WRITTEN PROBLEM: Express the lines from the start of the records through the line containing "599L111 605L156 586L179", that line included, as a JSON list of strings with one string per line and blank lines omitted.

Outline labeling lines
+ + + + + + +

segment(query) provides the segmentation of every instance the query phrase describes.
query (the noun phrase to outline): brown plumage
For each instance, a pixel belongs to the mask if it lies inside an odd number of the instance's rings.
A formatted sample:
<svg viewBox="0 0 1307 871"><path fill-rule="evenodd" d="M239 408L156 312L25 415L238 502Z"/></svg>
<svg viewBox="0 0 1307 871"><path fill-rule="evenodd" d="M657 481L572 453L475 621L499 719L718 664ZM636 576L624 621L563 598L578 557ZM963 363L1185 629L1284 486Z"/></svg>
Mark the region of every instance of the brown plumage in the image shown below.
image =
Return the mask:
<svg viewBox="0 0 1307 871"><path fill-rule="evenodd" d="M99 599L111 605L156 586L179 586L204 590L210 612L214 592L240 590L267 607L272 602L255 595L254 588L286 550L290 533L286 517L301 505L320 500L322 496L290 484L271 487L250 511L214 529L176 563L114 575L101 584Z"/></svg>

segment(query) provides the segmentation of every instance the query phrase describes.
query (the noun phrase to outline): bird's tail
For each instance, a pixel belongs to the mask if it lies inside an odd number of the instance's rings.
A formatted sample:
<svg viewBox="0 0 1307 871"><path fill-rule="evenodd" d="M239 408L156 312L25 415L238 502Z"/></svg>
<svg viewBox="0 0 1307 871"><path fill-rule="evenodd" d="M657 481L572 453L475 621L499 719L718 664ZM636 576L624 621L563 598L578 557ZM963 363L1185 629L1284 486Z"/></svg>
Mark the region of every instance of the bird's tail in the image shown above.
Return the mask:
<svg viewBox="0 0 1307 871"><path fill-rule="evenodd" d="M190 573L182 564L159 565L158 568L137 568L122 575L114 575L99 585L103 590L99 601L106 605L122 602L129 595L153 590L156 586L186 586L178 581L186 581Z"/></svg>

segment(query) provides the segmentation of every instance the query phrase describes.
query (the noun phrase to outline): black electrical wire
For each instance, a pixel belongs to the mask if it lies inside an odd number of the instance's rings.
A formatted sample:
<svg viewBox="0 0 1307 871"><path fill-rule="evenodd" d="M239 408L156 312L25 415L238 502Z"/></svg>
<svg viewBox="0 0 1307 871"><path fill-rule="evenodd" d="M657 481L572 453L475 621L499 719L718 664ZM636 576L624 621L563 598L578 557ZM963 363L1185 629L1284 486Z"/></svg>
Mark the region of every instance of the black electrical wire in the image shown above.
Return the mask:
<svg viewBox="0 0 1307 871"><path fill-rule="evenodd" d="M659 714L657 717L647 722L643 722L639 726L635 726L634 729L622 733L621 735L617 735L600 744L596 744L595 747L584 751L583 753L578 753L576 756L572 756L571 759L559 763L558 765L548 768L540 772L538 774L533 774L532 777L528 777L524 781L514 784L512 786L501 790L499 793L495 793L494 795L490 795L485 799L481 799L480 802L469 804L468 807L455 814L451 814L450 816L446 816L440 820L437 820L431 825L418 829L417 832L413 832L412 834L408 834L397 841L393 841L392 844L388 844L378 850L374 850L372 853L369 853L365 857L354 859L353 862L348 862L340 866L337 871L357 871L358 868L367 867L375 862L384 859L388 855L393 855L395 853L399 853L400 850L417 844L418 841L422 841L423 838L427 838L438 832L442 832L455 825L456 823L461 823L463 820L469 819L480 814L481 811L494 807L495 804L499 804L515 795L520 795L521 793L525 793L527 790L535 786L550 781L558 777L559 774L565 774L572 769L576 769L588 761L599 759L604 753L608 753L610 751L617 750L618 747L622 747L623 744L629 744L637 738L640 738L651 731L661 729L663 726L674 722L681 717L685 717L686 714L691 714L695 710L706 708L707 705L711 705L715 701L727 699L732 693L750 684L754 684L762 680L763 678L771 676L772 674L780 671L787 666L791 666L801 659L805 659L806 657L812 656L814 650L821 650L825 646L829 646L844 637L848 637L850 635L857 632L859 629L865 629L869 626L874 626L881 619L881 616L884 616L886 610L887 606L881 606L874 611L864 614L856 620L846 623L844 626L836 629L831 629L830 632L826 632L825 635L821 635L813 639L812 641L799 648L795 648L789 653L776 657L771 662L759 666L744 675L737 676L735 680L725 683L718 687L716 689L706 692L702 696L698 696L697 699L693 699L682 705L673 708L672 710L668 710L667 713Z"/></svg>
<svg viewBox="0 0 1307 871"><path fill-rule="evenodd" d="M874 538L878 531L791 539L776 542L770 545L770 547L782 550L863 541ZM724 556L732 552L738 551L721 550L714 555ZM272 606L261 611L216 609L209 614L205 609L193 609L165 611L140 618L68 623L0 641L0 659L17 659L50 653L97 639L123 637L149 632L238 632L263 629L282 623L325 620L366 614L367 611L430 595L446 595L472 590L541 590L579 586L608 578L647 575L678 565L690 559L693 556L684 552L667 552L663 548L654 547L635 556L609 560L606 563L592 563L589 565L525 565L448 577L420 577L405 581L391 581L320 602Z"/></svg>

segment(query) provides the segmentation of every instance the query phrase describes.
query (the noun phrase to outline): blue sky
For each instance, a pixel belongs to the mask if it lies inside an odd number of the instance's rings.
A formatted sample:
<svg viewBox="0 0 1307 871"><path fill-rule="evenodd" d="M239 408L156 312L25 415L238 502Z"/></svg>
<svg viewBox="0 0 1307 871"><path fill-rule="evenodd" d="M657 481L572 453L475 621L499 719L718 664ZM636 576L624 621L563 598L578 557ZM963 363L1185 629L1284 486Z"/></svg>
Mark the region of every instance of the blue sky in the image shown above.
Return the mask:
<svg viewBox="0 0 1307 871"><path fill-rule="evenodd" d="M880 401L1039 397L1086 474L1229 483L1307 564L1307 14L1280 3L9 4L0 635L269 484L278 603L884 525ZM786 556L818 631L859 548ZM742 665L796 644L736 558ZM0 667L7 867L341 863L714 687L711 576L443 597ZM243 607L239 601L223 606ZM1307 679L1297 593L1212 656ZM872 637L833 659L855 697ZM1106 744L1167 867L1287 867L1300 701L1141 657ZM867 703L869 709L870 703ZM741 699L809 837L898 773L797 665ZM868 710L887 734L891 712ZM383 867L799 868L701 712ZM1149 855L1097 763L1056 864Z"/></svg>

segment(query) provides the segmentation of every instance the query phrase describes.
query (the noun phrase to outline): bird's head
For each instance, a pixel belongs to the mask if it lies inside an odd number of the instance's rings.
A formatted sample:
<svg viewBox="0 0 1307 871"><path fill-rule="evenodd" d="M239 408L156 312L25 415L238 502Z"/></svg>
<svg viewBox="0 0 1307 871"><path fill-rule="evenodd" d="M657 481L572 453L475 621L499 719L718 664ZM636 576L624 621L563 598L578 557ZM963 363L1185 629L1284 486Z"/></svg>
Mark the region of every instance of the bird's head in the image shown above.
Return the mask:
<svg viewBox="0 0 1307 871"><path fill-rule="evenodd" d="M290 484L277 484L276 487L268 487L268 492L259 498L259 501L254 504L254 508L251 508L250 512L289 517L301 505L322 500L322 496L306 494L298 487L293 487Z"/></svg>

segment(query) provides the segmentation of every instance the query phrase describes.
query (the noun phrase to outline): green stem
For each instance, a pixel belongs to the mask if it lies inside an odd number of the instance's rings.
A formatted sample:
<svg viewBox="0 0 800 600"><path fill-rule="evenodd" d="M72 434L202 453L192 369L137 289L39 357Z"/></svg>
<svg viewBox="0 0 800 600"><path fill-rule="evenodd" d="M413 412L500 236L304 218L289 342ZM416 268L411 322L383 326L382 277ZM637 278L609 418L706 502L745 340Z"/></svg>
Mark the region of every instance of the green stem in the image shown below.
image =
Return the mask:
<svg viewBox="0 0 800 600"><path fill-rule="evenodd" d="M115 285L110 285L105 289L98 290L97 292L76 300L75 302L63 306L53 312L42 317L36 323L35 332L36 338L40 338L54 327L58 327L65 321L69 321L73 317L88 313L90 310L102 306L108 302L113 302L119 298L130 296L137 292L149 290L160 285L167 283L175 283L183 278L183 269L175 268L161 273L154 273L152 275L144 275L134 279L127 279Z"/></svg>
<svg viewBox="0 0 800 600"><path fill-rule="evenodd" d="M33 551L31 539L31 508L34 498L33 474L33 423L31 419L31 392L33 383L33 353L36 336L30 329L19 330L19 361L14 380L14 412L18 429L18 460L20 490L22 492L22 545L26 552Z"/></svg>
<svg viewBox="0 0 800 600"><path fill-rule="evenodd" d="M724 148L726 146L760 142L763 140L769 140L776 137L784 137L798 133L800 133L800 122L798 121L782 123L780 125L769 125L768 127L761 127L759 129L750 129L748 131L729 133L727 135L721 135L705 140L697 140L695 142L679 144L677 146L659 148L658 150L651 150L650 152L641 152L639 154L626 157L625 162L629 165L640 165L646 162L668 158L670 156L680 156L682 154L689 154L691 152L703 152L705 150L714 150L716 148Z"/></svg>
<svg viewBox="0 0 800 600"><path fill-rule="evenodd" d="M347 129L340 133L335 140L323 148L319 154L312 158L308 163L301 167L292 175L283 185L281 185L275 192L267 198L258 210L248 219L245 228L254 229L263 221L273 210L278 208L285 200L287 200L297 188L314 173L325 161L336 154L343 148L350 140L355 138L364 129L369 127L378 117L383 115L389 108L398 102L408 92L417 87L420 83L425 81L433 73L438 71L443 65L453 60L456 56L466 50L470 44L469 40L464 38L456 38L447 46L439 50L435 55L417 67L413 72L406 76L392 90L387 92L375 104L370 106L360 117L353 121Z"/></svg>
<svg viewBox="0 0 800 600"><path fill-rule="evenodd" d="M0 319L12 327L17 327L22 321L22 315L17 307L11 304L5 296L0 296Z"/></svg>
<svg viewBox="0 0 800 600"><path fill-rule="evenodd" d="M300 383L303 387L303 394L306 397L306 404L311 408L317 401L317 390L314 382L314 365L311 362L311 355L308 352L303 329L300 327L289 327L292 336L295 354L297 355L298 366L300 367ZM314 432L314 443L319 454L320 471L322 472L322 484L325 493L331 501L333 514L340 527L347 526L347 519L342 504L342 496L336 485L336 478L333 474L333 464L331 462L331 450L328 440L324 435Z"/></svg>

+ + + + + + +

WRITTEN ANSWER:
[
  "segment(query) provides the segmentation of every instance the query phrase describes.",
  "query (the noun phrase to outline): brown plumage",
  "For each instance, a pixel belongs to the mask if it lies inside an odd number of the instance's rings.",
  "A formatted sample:",
  "<svg viewBox=\"0 0 1307 871\"><path fill-rule=\"evenodd\" d=\"M239 408L156 312L25 415L238 502Z\"/></svg>",
  "<svg viewBox=\"0 0 1307 871\"><path fill-rule=\"evenodd\" d=\"M657 481L572 453L475 621L499 719L718 664ZM636 576L624 621L563 598L578 557ZM963 363L1185 629L1284 486Z\"/></svg>",
  "Mark the region of every instance of the brown plumage in the image shown below.",
  "image =",
  "Return the mask:",
  "<svg viewBox=\"0 0 1307 871\"><path fill-rule=\"evenodd\" d=\"M99 599L111 605L156 586L179 586L204 590L210 612L214 592L240 590L267 607L272 602L255 595L254 588L286 550L290 533L286 517L301 505L320 500L322 496L290 484L271 487L250 511L214 529L176 563L114 575L101 584Z\"/></svg>"
]